[begin GIVEN RECORDS]
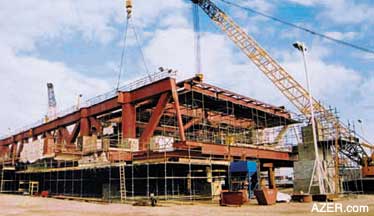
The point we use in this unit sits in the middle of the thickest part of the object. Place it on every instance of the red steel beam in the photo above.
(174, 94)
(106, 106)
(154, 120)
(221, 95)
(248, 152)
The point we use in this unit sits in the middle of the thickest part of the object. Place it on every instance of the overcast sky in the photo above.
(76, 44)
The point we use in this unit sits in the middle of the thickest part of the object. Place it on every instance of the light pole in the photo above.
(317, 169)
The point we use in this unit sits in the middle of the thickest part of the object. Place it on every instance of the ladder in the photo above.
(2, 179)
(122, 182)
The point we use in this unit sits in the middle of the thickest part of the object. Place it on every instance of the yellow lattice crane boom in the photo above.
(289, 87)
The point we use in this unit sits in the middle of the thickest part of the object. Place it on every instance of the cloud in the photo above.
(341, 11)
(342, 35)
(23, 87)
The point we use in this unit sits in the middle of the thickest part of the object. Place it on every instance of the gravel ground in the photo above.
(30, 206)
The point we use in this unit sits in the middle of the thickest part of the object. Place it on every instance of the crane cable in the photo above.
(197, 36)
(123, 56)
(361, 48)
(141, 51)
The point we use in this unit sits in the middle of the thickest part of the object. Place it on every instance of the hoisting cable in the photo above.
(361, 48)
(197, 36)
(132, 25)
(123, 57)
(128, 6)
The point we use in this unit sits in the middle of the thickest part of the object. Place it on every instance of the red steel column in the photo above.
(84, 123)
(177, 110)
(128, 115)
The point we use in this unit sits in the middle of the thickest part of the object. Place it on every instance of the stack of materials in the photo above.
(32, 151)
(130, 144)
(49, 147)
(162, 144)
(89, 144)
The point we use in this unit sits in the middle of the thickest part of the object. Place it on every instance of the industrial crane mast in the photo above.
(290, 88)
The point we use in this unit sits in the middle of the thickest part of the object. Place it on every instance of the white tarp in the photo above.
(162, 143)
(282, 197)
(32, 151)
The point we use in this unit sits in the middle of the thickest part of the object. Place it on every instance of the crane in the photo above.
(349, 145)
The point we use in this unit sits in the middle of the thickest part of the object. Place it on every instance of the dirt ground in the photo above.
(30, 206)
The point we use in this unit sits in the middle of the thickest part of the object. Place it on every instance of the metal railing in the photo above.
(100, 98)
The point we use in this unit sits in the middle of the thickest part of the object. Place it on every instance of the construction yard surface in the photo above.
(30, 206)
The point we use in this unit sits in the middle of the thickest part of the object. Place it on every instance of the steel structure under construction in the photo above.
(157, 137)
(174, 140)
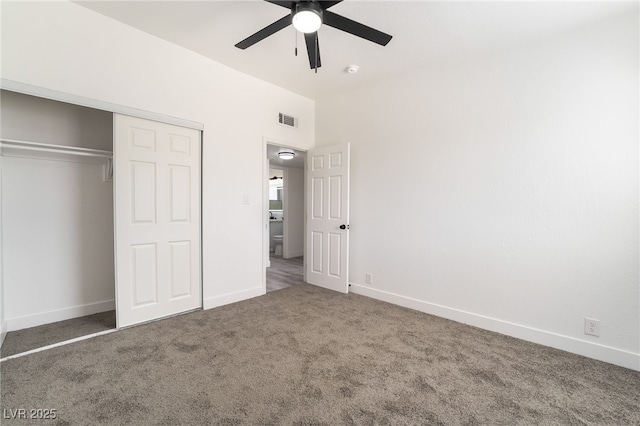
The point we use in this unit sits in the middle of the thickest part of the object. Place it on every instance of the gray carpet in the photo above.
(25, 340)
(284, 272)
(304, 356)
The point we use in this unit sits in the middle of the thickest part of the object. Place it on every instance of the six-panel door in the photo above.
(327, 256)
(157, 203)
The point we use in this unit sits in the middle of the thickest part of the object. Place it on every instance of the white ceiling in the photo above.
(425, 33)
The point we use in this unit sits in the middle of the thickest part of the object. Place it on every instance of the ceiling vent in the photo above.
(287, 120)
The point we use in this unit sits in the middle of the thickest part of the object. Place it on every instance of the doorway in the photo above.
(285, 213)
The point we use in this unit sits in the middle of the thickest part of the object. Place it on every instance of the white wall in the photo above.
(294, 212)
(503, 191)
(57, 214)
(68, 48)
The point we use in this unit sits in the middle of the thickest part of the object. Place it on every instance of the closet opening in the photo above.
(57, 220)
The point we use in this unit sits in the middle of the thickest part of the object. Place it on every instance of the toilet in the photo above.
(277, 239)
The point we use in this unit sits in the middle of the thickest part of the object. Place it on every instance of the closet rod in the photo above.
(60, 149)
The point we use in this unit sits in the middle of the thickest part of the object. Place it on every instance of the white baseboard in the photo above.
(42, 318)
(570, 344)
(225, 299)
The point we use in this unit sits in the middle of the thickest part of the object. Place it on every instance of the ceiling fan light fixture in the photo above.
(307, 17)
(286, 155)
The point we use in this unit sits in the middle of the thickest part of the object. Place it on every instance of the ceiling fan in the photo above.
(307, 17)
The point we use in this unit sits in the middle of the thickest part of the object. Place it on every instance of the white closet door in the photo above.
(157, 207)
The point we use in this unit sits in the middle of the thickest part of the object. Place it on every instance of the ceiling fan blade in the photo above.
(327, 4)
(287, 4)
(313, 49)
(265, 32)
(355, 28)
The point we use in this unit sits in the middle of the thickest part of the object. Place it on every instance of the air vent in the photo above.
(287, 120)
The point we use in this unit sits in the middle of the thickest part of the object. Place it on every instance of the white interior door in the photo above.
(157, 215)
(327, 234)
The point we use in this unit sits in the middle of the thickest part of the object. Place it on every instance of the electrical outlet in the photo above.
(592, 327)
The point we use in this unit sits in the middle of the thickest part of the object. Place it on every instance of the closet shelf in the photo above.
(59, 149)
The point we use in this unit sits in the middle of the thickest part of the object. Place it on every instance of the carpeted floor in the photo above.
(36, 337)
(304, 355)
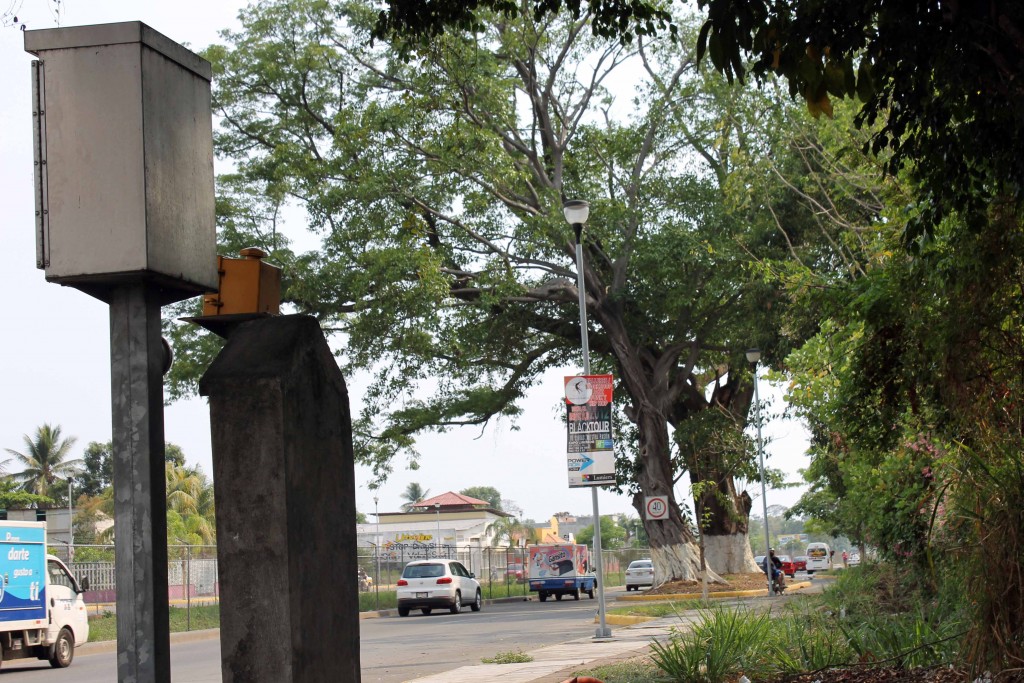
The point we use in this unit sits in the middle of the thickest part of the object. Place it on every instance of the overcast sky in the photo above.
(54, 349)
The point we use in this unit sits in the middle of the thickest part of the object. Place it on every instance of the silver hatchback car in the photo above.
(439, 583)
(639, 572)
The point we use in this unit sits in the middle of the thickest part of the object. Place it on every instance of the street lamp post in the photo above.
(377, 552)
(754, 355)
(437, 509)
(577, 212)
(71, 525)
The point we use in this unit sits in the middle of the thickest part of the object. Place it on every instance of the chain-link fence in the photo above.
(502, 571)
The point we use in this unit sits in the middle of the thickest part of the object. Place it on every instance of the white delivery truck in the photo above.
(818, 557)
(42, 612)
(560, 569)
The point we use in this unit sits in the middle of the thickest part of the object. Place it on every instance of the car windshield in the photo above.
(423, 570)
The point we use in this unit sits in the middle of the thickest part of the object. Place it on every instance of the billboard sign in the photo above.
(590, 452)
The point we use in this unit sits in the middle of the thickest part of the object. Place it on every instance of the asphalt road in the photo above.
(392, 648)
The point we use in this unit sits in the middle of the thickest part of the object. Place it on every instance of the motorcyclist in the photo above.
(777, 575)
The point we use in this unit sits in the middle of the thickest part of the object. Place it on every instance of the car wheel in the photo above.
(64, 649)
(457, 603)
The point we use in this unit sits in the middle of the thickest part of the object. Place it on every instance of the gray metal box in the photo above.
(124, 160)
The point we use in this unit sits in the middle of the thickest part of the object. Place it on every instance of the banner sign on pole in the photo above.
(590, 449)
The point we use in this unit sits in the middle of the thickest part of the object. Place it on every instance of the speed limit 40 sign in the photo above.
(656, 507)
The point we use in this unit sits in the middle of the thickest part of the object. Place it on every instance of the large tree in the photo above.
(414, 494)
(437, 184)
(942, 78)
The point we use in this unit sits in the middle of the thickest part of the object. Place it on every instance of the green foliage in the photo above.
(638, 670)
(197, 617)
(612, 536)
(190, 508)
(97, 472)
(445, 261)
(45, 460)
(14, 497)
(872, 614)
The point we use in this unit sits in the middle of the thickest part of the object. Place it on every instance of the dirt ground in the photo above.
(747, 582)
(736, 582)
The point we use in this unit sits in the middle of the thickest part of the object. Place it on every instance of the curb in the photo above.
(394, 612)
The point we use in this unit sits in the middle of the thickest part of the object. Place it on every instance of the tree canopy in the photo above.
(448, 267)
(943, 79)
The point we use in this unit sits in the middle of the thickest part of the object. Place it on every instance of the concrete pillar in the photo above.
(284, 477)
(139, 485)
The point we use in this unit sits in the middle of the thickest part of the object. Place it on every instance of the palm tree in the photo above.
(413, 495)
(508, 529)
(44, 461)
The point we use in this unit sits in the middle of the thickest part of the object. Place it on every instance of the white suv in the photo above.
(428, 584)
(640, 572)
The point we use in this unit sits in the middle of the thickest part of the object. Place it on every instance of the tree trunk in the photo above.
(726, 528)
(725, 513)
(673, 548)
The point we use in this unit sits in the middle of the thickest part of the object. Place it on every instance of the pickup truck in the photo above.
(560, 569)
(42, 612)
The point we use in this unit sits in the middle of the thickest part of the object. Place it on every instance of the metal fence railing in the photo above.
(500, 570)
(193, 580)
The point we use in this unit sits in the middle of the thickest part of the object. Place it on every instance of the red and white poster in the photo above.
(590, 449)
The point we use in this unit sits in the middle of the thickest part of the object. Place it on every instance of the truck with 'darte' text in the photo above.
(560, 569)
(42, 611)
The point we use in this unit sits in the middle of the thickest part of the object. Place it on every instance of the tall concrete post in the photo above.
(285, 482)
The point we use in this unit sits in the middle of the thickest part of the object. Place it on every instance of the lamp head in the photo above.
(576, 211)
[end GIVEN RECORDS]
Set down, word for word, every line from the line that holds "poster in the photo above." to the end of the entries above, including both ends.

## RESPONSE
The point we use in this unit sits in the middle of the thickest part of the object. Place it on every instance of the red and white poster in the photo above.
(590, 449)
The point we use in this unit sits in the middle of the thickest part of the object. Place it on every instance of the truck with 'darte' text in the photo above.
(560, 569)
(42, 611)
The point we use in this unit sits in the middle of the thickest part of the object. Place it on every instance of the tall concrete post in the photo above.
(285, 482)
The point we use in this unit sits in the middle of the thickest part of the object. Place it on every instance of the lamp head in the photo above.
(576, 211)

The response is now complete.